**Task requirements**
**A)** In the second-quarter results report, what was FTC Solar's total second quarter revenue?
**B)** Rewrite the passage of the second-quarter results report starting with "Total second quarter" and going on through "a public company.", putting "decrease" in place of "decline".
**C)** Extend the report on FTC Solar's second-quarter 2021 results, picking up after its final sentence.

**Extract to read**
Total second quarter revenue was $50.1 million, ahead of the company’s target range. This represents a decline of approximately 2% compared with the second quarter of 2020, on slightly lower product volume.  

  

GAAP Gross loss was $16.1 million, up from $1.4 million in the prior year period, driven primarily by $10 million in increased logistics expense that was not passed along to customers, a strong ramp up in employee count and other overhead expenses to support the company’s strong growth trajectory, and a $7.2 million increase in stock-based compensation associated with the transition to a public company.  

  

GAAP operating expenses were $59.9 million, including $49.0 million in stock-based compensation as a result of the company’s IPO, relating to one-time or catch-up charges for prior-issued stock. On a non-GAAP basis, excluding stock-based compensation and certain other expenses, operating expenses were $8.3 million, better than the company’s original guidance range due to timing between quarters, which compares to $4.2 million in the year-ago quarter. The year-over-year increase was driven primarily by necessary growth in staffing and other public-company preparations.  
 
GAAP net loss was $55.8 million, or $0.70 per share, compared to a net loss of $6.8 million, or $0.09 per share in the year-ago quarter. Non-GAAP net loss, which excludes a $20.6 million gain from the sale of a minority investment in Dimension Energy, and a $56.2 million impact of stock-based compensation, IPO related expenses and consulting fees and other non-cash items, was $17.0 million, or $0.21 per share.  This was also within the company’s guidance range, despite absorbing an additional $10 million in logistics expense in the quarter as the global logistics environment worsened, and not all of these costs were able to be passed along to customers.  This result compares to a non-GAAP net loss of $5.6 million, or $0.08 per share in the year-ago quarter.  

 

Second Half 2021 Outlook 

Looking ahead, the company expects to see sequential revenue growth for the remainder of the year.  The third quarter should see improved revenue; however, a continued worsening of logistics costs will delay improvement in profitability until the fourth quarter.  In the fourth quarter, the company expects to see significant sequential revenue growth and a transition toward profitability, driven by the timing of deliveries on contracted projects, cost-saving initiatives and the implementation in the quarter of alternative shipping methods.  

 

 

 

 

Several factors are included in FTC Solar’s outlook for the second half of 2021, including: 

 


 

Strong demand for the company’s solar solutions, which is expected to drive significant increase in 2H shipments, even in the face of elevated steel, logistics and other solar project input costs that are causing solar developers to re-evaluate construction timelines for uncontracted projects;  
Innovative ways to reduce project logistics costs using alternative shipping methods, which will help to mitigate the margin impacts during the second half of the year, primarily in the fourth quarter;  The anticipated logistics impact to Q3 is approximately $12-$15 million.

**Dataset entries**
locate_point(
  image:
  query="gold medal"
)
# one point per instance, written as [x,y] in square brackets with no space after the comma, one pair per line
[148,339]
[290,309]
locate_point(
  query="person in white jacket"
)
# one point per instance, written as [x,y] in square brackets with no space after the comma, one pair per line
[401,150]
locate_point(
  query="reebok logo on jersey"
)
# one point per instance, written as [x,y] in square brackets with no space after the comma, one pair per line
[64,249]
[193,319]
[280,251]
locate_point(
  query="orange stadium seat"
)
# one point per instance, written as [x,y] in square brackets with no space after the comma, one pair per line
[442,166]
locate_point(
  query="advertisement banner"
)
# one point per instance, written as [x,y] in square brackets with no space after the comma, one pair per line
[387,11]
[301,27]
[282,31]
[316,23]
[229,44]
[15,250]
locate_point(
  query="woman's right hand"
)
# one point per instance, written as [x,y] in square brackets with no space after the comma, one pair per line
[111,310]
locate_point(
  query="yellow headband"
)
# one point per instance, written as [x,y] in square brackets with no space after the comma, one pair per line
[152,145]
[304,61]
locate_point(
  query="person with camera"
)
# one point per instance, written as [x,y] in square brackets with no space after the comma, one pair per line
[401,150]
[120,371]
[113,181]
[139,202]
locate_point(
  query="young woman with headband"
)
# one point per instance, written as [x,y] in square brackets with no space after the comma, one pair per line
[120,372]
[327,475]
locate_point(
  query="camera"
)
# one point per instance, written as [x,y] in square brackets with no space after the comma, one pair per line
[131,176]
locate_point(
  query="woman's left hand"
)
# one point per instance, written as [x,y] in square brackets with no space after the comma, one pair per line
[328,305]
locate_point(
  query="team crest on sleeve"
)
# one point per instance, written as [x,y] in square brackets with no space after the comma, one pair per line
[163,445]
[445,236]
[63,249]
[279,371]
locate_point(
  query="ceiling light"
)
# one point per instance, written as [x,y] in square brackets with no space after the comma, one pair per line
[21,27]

**Results of the exercise**
**A)** $50.1 million

**B)**
Total second quarter revenue was $50.1 million, ahead of the company’s target range. This represents a decrease of approximately 2% compared with the second quarter of 2020, on slightly lower product volume.  

  

GAAP Gross loss was $16.1 million, up from $1.4 million in the prior year period, driven primarily by $10 million in increased logistics expense that was not passed along to customers, a strong ramp up in employee count and other overhead expenses to support the company’s strong growth trajectory, and a $7.2 million increase in stock-based compensation associated with the transition to a public company.

**C)**
Continued implementation of a cost-reduction roadmap that is expected to yield measurable results in the second half of this year, further mitigating potentially unfavorable commodity and logistics impacts;  
Customer decision and steel procurement timelines driving more volume to Q4 vs. Q3; and 
The potential for revenue shifts between periods which, given FTC Solar’s size, fast pace of growth and the large size of several projects in the pipeline, can have a meaningful impact. 

 

 Based on these and other factors, including our current backlog and forecasts, and accounting for direct cost uncertainty for the third quarter, the company expects:  

 

($ in millions)

2Q 2021 Actual

3Q 2021

Revenue

 $50.1

$56.0-$62.0

Non-GAAP Operating Expenses

 $8.3

$8.7-$9.7

Adjusted EBITDA

 $(16.7)

$(19.7)-$(14.7)

 

For the fourth quarter the company currently expects a significant increase in revenue relative to the third quarter. With the partial implementation of our new logistics methods beginning to take effect in the quarter, as well as our cost roadmap reduction initiatives, we are targeting significant progress toward profitability on an Adjusted EBITDA basis.

 

For the full year 2021, we expect revenue to exceed $310 million.

 

This outlook would result in full-year revenue growth in excess of 65% which is anticipated to be substantially faster than overall market growth expectations.

 

Second Quarter 2021 Earnings Conference Call 

FTC Solar’s senior management will host a conference call for members of the investment community that will be held at 8:30 a.m. E.T. today, during which the company will discuss its second quarter results, its outlook and other business items. This call will be webcast and can be accessed within the Investor Relations section of the FTC Solar website at investor.ftcsolar.com. A replay of the conference call will also be available on the website for 30 days following the webcast.  

 

About FTC Solar Inc. 

Founded in 2017 by a group of renewable energy industry veterans, FTC Solar is a fast-growing, global provider of solar tracker systems, technology, software, and engineering services. Solar trackers significantly increase energy production at solar power installations by dynamically optimizing solar panel orientation to the sun. FTC Solar’s innovative tracker designs provide compelling performance and reliability, with an industry-leading installation cost-per-watt advantage.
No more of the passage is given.